▶ _Document extract_
--- BEGIN ---
Two JPEGs

Most modern mobile phones now support Gainmap photos. The ProXDR photos often mentioned by OPPO are, in fact, Gainmaps. Previously, it was a proprietary format, but they later adopted Google’s UltraHDR.

If you search for the JPEG start marker FF D8 and end marker FF D9 in binary mode, you’ll find that this type of image file contains more than one JPEG image. Typically, right after the first end marker, you’ll find the start marker for the next one. If you separate them directly from the byte stream and save them as two separate JPEG files, you can see the base image and the gainmap. Additionally, within the APPn marker segment of the gainmap, you can find the metadata needed to decode it in XMP format, such as Min, Max, Gamma, and Offset.

Interestingly, the straight-out-of-camera JPEGs from Sigma’s latest camera, the Sigma BF, also use this format, making it the first camera to produce HDR JPEGs directly. It’s a pleasant surprise to see this format in the traditional camera industry.

Base image, gainmap, and the resulting HDR image

This is a JPG photo taken with an OPPO Find X6 Pro that complies with the UltraHDR standard. The building at Huawei’s LianQiu Lake campus was illuminated by sunlight from one side, creating a large contrast between light and shadow. On the left is the first JPG segment, which is the primary image in UltraHDRā€”a standard SDR image. This is what you see on viewers that don’t support UltraHDR or on non-HDR displays. In the middle is the second JPG segment, the Gainmap. As it’s not designed to be viewed directly, it’s just rendered here in RGB as a way to ‘visualise’ it.
--- END ---
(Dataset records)
--- BEGIN ---
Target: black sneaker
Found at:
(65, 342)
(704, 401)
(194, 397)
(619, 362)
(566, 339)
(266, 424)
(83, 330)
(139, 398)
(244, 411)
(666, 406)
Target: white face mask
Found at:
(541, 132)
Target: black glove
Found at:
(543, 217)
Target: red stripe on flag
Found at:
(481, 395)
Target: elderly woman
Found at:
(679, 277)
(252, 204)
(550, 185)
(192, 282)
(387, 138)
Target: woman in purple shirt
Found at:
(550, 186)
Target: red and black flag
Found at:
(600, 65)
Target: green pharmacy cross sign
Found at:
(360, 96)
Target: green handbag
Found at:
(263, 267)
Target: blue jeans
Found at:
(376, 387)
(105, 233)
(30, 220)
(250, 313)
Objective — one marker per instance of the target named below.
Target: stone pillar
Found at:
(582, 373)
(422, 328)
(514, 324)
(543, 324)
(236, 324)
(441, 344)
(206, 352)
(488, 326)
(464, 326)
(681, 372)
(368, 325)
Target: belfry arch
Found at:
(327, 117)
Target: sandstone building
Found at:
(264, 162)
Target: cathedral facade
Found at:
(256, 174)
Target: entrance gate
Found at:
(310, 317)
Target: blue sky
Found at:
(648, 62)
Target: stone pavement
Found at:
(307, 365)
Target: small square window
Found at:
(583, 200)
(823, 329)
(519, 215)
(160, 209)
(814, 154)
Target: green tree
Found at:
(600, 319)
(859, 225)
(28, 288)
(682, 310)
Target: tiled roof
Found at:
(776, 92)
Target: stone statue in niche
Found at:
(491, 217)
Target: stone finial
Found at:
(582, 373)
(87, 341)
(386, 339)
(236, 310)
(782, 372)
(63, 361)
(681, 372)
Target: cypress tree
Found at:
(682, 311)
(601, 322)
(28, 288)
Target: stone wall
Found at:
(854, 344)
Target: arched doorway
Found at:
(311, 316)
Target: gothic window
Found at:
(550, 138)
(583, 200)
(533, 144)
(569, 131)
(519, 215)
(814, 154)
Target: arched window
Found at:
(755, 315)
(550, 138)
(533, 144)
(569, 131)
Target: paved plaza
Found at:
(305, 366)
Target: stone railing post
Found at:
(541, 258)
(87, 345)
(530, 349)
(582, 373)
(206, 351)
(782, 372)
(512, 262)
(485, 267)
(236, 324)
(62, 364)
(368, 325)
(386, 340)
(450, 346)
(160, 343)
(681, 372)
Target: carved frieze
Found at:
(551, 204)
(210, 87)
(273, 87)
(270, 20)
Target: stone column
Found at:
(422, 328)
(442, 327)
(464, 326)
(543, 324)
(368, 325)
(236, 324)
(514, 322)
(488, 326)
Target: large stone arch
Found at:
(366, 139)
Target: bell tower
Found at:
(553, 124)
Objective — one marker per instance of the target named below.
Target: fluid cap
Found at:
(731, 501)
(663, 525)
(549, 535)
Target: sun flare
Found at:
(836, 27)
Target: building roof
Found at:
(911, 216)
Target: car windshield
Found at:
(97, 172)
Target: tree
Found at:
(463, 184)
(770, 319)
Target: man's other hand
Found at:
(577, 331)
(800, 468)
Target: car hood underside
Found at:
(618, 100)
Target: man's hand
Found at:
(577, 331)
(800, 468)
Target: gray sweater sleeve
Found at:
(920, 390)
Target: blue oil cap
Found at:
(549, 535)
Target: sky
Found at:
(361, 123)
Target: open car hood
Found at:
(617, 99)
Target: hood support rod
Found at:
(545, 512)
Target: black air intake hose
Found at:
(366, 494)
--- END ---
▶ _Challenge A_
Could you quote the Gainmap photo article above word for word, starting with "Interestingly, the straight-out-of-camera" and going on through "to ‘visualise’ it."?
▶ _Challenge B_
Answer these about the Gainmap photo article above:
(i) Which byte values mark the start and the end of a JPEG?
(ii) Which camera does the article call the first to produce HDR JPEGs directly?
(iii) Which phone took the UltraHDR photo described at the end?
▶ _Challenge C_
Which companies does the Gainmap photo article above name? List them all.

▶ _Task response A_
Interestingly, the straight-out-of-camera JPEGs from Sigma’s latest camera, the Sigma BF, also use this format, making it the first camera to produce HDR JPEGs directly. It’s a pleasant surprise to see this format in the traditional camera industry.

Base image, gainmap, and the resulting HDR image

This is a JPG photo taken with an OPPO Find X6 Pro that complies with the UltraHDR standard. The building at Huawei’s LianQiu Lake campus was illuminated by sunlight from one side, creating a large contrast between light and shadow. On the left is the first JPG segment, which is the primary image in UltraHDRā€”a standard SDR image. This is what you see on viewers that don’t support UltraHDR or on non-HDR displays. In the middle is the second JPG segment, the Gainmap. As it’s not designed to be viewed directly, it’s just rendered here in RGB as a way to ‘visualise’ it.

▶ _Task response B_
(i) FF D8 marks the start and FF D9 marks the end.
(ii) The Sigma BF.
(iii) An OPPO Find X6 Pro.

▶ _Task response C_
OPPO
Google
Sigma
Huawei